--- begin EXTRACTED DATA ---

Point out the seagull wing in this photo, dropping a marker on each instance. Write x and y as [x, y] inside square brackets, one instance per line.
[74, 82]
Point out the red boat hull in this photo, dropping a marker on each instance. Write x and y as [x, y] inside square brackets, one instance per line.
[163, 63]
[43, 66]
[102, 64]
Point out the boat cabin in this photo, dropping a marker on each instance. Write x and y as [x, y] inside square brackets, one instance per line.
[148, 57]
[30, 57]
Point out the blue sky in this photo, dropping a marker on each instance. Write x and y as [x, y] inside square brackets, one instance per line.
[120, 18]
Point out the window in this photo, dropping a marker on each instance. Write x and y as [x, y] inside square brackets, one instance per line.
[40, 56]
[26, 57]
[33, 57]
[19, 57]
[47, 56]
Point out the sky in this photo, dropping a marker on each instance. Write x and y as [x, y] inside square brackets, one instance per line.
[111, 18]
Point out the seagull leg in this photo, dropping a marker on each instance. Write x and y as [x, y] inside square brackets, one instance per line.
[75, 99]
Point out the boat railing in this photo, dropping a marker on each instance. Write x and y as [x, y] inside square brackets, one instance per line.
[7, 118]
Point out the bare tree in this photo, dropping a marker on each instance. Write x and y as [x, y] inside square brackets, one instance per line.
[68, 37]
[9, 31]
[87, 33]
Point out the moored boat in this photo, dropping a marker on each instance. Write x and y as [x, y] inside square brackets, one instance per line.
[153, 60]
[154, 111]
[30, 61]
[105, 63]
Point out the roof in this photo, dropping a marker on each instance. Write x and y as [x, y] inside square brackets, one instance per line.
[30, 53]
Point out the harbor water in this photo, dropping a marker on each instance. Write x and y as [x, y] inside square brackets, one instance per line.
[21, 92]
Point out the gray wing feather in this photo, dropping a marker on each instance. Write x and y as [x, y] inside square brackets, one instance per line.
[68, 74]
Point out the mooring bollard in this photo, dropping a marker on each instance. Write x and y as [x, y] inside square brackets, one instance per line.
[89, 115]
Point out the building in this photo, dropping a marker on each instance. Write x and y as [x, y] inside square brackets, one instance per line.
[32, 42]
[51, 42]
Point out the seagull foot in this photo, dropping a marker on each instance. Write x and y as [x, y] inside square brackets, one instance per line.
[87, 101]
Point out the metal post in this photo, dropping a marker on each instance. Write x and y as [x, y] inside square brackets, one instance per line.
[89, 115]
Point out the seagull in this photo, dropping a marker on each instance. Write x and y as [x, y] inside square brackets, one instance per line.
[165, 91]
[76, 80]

--- end EXTRACTED DATA ---

* [THE REQUEST]
Return all of the lines above, reproducing each one word for word.

* [WRITTEN SOLUTION]
Point out the seagull wing in this photo, dropping a marker on each instance. Write x and y as [x, y] inside square brackets, one instance per line.
[74, 82]
Point out the red boat hull in this photo, dropping a marker on each instance. Write x and y as [x, y] inside square brackets, one instance per line.
[163, 63]
[43, 66]
[102, 64]
Point out the boat cabin in this photo, dropping a marker on each instance. Write x and y as [x, y] inside square brackets, one instance per line.
[148, 57]
[30, 57]
Point out the blue sky in this photo, dropping a marker on each instance. Write x and y as [x, y] inside square brackets, one instance per line.
[120, 18]
Point out the window in this photo, dropping a marker on each instance. Write x and y as [x, y] inside square brackets, one instance per line.
[40, 56]
[26, 57]
[33, 57]
[19, 57]
[47, 56]
Point out the sky in this photo, dropping a marker on each instance. Write x and y as [x, y] inside square brackets, one instance per line.
[111, 18]
Point out the seagull leg in this photo, dropping a marker on each instance. Write x and y as [x, y] inside square brackets, one instance per line.
[75, 99]
Point out the boat railing in this photo, dropping a marker on each instance. Write x and y as [x, y] inside square brackets, one instance per line.
[7, 118]
Point out the bare tree in this photo, dropping a marker on each instance. Write x and y as [x, y] inside square brackets, one instance per line.
[68, 37]
[9, 31]
[87, 33]
Point out the moored boat in this photo, dropping a marker on each instance. Write x and y as [x, y] inside square brackets, one instance per line.
[153, 60]
[154, 111]
[30, 61]
[105, 63]
Point out the roof in this photo, dropping a marker on each instance. Write x and y as [x, y] inside square brackets, one instance per line.
[30, 53]
Point out the harbor water in this photo, dropping a marker on each instance. Write x and y as [x, y] inside square brackets, one instance per line.
[21, 92]
Point out the gray wing feather in this photo, dropping a marker on each instance. Write x and y as [x, y] inside square brackets, one instance per line.
[68, 74]
Point out the mooring bollard in this photo, dropping a marker on each instance. Write x and y as [x, y] inside square brackets, one instance per line.
[89, 115]
Point out the building in this photo, dropping a marker on each instance. Write x and y as [x, y] inside square brackets, one instance per line.
[32, 42]
[51, 42]
Point out the seagull foot in this photo, dropping a marker on each instance. Write x and y as [x, y] inside square brackets, one instance per line.
[87, 101]
Point out the metal post in this photo, dropping a marker on each instance. Write x and y as [x, y] inside square brackets, one instance per line.
[89, 115]
Point out the seagull in this photo, dropping a marker on each instance. Write x and y as [x, y] inside square brackets, one instance per line.
[165, 91]
[76, 80]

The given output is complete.